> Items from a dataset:
----------

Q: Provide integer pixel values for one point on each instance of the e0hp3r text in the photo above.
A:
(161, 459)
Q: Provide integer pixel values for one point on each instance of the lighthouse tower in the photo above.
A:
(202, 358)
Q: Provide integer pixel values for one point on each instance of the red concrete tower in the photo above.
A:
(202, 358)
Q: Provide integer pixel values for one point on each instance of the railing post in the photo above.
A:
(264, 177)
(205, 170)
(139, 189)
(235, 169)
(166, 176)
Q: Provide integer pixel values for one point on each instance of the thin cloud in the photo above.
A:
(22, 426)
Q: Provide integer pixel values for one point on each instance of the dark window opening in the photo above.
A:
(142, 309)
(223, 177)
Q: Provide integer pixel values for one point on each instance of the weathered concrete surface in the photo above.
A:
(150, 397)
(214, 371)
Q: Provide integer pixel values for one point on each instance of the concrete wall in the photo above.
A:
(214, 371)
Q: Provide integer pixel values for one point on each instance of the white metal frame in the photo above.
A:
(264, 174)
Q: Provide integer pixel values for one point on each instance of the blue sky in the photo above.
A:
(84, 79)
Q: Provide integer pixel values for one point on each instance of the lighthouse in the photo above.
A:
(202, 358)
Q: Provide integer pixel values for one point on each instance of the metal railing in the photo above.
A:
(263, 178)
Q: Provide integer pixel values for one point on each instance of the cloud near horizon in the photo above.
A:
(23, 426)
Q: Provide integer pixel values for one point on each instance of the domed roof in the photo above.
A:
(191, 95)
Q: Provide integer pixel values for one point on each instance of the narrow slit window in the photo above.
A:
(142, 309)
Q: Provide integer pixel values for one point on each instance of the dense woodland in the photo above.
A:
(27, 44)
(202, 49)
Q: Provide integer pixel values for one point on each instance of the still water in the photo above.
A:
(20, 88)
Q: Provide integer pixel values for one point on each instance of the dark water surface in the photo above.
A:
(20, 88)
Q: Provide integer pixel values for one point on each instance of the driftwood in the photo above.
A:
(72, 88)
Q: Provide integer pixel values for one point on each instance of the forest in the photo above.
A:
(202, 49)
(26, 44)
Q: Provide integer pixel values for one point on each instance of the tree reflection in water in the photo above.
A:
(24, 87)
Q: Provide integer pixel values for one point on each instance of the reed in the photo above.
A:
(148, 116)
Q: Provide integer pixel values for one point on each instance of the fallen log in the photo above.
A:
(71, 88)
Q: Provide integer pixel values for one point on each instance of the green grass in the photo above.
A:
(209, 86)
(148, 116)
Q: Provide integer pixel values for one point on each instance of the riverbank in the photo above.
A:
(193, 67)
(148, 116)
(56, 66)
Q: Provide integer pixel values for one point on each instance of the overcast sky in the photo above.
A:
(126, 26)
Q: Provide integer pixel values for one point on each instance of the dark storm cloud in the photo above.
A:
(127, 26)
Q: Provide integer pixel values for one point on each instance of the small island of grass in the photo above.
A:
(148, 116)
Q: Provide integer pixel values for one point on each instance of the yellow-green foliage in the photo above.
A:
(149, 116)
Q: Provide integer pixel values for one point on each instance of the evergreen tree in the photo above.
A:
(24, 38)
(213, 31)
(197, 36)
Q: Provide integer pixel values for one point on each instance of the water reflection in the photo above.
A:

----------

> Required work:
Nothing in the records may be left out; transcribe all of them exactly.

> Your response:
Q: Provide integer pixel values for one point on each instance of the e0hp3r text in the photo above.
A:
(161, 459)
Q: Provide integer pixel values for one point on each instance of the lighthouse tower in the photo above.
A:
(202, 358)
Q: Provide integer pixel values for one point on each instance of the red concrete tower in the photo above.
A:
(202, 358)
Q: Provide integer pixel values for one point on each instance of the railing post in the photo above.
A:
(264, 177)
(205, 170)
(139, 189)
(235, 169)
(166, 176)
Q: Provide integer pixel values for one point on each instance of the thin cloud in the photo above.
A:
(22, 426)
Q: Provide integer pixel values for one point on each instance of the dark window opening in the photo above.
A:
(142, 309)
(223, 177)
Q: Provide integer pixel values for one point on each instance of the weathered concrete surface in the photo above.
A:
(150, 397)
(214, 371)
Q: Provide integer pixel values for one point on each instance of the concrete wall in the photo above.
A:
(214, 371)
Q: Provide integer pixel values for one point on each instance of the white metal frame in the photo above.
A:
(264, 174)
Q: Provide integer pixel values for one point on each instance of the blue sky in the photo above.
A:
(84, 79)
Q: Provide integer pixel values for one point on each instance of the lighthouse in the photo above.
A:
(202, 358)
Q: Provide integer pixel values for one point on each instance of the metal railing in the photo above.
A:
(263, 178)
Q: Provide integer pixel values for one point on each instance of the cloud near horizon in the photo above.
A:
(23, 426)
Q: Provide integer pixel values for one point on each instance of the domed roof in the photo above.
A:
(191, 95)
Q: Provide integer pixel values for one point on each instance of the narrow slit window in the photo above.
A:
(142, 309)
Q: Provide integer pixel values for one point on each instance of the dense woodland in the photo above.
A:
(27, 44)
(202, 49)
Q: Provide integer pixel values for one point on each instance of the still water in the photo above.
A:
(20, 88)
Q: Provide integer pixel values for one point on each instance of the dark water surface in the photo above.
A:
(20, 88)
Q: Provide integer pixel values for one point on each instance of the driftwood in the photo above.
A:
(72, 88)
Q: Provide integer pixel values for one point on each instance of the forest in the photo above.
A:
(202, 49)
(26, 44)
Q: Provide integer pixel values for one point on each instance of the tree reflection in water in the photo above.
A:
(24, 87)
Q: Provide integer pixel values for one point on each instance of the reed in the photo above.
A:
(148, 116)
Q: Provide integer pixel values for one point on each instance of the fallen log in the photo above.
A:
(71, 88)
Q: Provide integer pixel values for one point on each instance of the green grass in the photo above.
A:
(209, 86)
(148, 116)
Q: Provide integer pixel values for one point on each instance of the riverbank in the photo above.
A:
(193, 67)
(148, 116)
(56, 66)
Q: Provide integer pixel values for one point on each instance of the overcast sky in the photo above.
A:
(126, 26)
Q: Provide integer pixel values for one point on each instance of the dark storm cloud in the photo above.
A:
(127, 26)
Q: Provide integer pixel values for one point on each instance of the small island of grass in the photo above.
A:
(148, 116)
Q: Provide integer pixel values for one point on each instance of the yellow-green foliage in the photo above.
A:
(149, 116)
Q: Provide integer pixel values for one point on each instance of the evergreen tree in the photo above.
A:
(24, 38)
(213, 31)
(197, 36)
Q: Provide integer pixel values for one point on each instance of the water reflection in the photo above.
A:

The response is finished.